* START Excerpt provided *

Scoble Bites The Hand That Fed Him 178
An anonymous reader writes "The Times Online points out a post that Robert Scoble, former Microsoft blogger, put up on his site recently. In essence, Scoble has moved 180 degrees from his former blogging tone, saying that 'Microsoft Sucks'. More specifically, he is highly critical of Microsoft's online policy. In Scoble's words: 'Microsoft's Internet execution sucks (on whole). Its search sucks. Its advertising sucks (look at that last post again). If that's in it to win then I don't get it. ... Microsoft isn't going away. Don't get me wrong. They have record profits, record sales, all that. But on the Internet? Come on. This isn't winning. Microsoft: stop the talk. Ship a better search, a better advertising system than Google, a better hosting service than Amazon, a better cross-platform Web development ecosystem than Adobe, and get some services out there that are innovative (where's the video RSS reader? Blog search? Something like Yahoo's Pipes? A real blog service? A way to look up people?) That's how you win.'"
Re:Who does microsoft execs listen to? (Score:5, Interesting)
Monkeys on typewriters?
Best said from the outside (Score:3, Interesting)
Its the kind of thing people promise themselves and their co-workers they are going to say after they leave. Its good for the people still there, and its good in the long term for any stock you own in your previous employer.

* END Excerpt provided *
* START Data shown *

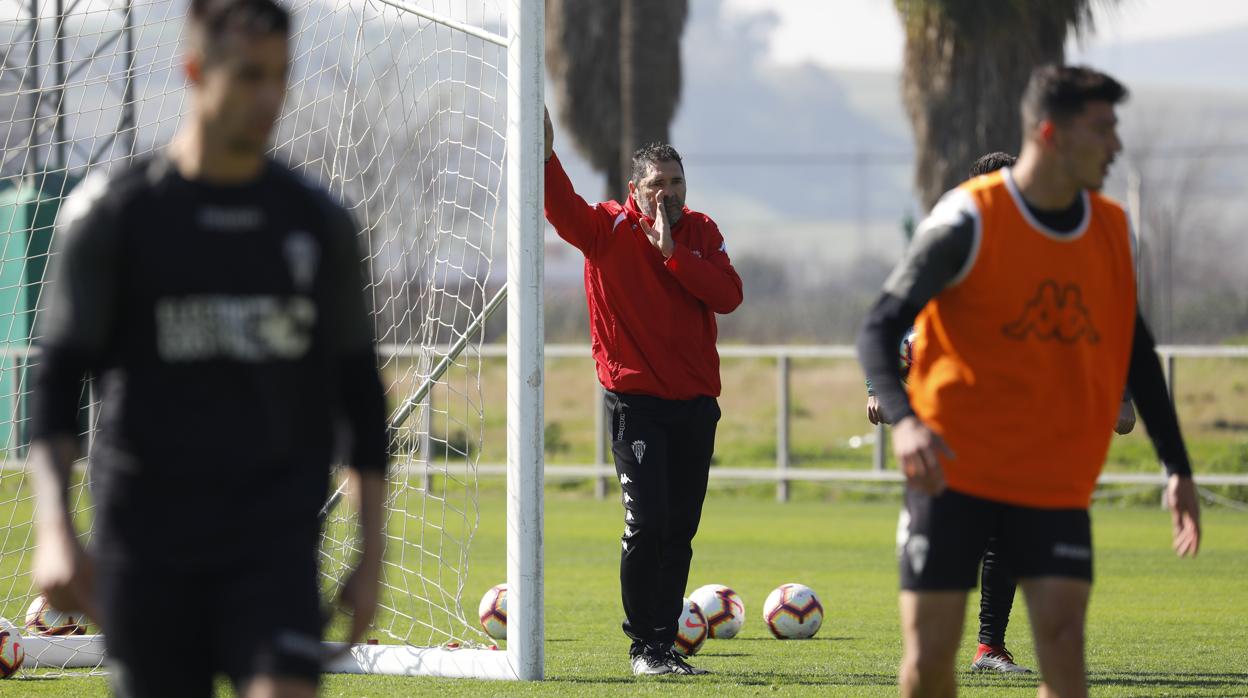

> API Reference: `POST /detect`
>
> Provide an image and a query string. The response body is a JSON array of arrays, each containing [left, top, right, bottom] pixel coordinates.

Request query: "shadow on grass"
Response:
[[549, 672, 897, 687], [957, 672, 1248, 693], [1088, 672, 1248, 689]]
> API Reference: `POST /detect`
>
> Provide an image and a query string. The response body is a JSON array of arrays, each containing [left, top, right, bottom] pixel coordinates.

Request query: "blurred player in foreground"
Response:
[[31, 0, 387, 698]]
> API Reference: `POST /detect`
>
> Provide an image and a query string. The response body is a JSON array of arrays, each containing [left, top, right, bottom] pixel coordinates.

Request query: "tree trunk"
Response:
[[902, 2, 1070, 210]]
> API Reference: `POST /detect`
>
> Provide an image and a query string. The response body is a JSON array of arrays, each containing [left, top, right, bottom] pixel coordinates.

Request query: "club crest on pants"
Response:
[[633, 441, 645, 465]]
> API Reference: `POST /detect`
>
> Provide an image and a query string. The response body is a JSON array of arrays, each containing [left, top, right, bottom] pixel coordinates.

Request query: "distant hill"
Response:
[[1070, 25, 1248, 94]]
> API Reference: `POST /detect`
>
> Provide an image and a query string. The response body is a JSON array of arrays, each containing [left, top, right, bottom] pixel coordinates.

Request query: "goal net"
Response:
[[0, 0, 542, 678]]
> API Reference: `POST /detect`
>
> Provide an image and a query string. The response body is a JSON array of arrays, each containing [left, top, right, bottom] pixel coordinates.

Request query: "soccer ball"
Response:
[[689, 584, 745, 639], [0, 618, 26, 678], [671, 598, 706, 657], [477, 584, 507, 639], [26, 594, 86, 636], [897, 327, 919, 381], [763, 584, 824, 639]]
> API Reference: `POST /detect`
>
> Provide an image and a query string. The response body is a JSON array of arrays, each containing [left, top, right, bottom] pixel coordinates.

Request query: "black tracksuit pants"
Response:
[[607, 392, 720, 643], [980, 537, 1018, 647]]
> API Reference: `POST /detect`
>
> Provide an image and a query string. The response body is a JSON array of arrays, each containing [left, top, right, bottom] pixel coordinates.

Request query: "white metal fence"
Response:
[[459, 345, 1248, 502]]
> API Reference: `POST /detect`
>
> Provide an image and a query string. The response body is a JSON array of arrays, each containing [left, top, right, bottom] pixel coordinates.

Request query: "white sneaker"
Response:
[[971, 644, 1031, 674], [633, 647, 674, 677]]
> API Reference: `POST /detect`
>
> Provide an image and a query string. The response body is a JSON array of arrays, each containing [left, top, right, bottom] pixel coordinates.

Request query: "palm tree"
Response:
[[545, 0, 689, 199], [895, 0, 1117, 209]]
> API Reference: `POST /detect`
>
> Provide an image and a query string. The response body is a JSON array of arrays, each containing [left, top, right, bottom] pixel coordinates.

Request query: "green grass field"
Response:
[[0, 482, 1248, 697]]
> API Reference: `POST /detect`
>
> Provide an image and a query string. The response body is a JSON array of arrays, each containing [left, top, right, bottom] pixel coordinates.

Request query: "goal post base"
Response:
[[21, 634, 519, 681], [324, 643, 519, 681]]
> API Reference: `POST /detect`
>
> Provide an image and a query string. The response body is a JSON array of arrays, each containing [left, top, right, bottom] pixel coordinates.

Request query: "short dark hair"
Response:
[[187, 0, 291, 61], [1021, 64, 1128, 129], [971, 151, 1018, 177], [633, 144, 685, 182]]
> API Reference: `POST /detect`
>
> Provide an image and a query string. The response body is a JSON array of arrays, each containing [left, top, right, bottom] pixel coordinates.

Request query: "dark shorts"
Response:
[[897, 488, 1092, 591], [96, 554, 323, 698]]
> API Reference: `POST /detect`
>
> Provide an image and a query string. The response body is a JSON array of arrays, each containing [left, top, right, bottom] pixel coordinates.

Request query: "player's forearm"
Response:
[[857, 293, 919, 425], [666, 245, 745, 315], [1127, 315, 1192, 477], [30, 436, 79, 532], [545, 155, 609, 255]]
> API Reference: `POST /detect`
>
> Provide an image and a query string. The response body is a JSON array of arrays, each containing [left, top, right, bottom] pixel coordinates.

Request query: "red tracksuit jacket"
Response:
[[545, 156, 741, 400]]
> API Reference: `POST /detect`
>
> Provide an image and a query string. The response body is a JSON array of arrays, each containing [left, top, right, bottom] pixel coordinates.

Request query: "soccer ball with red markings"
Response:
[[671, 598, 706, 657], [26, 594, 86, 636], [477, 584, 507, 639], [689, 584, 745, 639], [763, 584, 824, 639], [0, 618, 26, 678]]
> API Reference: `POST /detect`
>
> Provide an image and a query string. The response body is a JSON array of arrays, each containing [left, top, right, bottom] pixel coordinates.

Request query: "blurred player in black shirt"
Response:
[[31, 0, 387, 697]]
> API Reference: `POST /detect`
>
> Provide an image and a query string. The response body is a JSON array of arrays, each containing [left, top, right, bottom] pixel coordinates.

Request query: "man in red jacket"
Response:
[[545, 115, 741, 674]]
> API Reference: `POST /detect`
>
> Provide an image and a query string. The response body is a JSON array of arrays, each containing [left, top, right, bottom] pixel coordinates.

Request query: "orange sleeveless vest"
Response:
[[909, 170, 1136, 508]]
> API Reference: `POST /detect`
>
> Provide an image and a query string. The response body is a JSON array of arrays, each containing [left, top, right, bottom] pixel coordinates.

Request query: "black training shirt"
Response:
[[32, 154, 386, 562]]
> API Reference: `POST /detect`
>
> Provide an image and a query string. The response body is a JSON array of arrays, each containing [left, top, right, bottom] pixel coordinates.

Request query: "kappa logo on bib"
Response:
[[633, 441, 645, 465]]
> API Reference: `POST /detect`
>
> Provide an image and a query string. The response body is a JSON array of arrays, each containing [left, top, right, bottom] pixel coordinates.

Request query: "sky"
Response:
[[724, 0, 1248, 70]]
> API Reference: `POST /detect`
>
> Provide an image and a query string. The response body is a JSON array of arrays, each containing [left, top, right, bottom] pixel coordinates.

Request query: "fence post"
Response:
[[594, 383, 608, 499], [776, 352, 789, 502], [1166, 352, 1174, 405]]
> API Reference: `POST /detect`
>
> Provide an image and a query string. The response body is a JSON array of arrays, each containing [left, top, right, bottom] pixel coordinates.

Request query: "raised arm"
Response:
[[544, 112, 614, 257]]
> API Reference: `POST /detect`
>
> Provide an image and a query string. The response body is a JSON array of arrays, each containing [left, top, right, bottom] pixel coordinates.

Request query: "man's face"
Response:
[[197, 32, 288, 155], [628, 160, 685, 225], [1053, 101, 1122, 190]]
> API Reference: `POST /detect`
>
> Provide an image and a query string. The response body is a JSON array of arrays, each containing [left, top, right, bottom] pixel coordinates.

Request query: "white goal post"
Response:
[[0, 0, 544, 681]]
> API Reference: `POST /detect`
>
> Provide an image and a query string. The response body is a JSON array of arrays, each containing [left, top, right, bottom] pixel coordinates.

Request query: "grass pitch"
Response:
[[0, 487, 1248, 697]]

* END Data shown *

** Requirements **
1/ In the post about Robert Scoble criticizing Microsoft, Scoble wants Microsoft to ship something better than Amazon's. What is it?
2/ From the post about Robert Scoble criticizing Microsoft, extract everything from "Best said from" down to "your previous employer.".
3/ Continue the discussion page about Robert Scoble criticizing Microsoft from where it stops.

** Results **
1/ A better hosting service.

2/
Best said from the outside (Score:3, Interesting)
Its the kind of thing people promise themselves and their co-workers they are going to say after they leave. Its good for the people still there, and its good in the long term for any stock you own in your previous employer.

3/
Yes, he is bad mouthing them, but its not like he is posting their private bug database on bittorrent. And Microsoft might be better for it.
Aw poor Scoble (Score:1, Interesting)
Its too late (Score:1, Interesting)
There only advantage is the huge amount of customer base, who are using there current platform. I think its over. The MS ship is going down, slowly.
Re:I don't think they can (Score:5, Interesting)
Have they? I havn't seen much fabled "innovation" coming from Microsoft on the internet. They only take it seriously where it could threaten their traditional revenue streams, not because they have any interesting or innovative ideas that could make the internet a better place. The internet threatened to be an open network that anyone could play on, Microsoft tried to get people to use MSN instead. Netscape threatened to make the web, a killer application, platform-neutral: Microsoft made sure they killed it with Internet Explorer and ActiveX. Standard compliant email servers threatened to make email platform neutral; Microsoft push Exchange and Outlook with gratuitous incompatibilities and a lack of open standards. When Google were just a search engine Microsoft let them be; when Google started to become an on-line application provider, Microsoft suddenly begin to roll out technology to counter the threat to their Office and Windows revenue. Let's not forget the whole early ".NET will revolutionise the entire internet once we work out what it is!" marketing circus that amounted to nothing.
Microsoft talk big, deliver little and focus all their energy on crushing any threat to their income streams.
In there to 'win'? (Score:3, Interesting)
On Internet you need 2 things to be successful, and Idea and money for development/marketing. They definitely have the money, all they need is NEW ideas to use their money on.
Re:Aw poor Scoble (Score:2, Interesting)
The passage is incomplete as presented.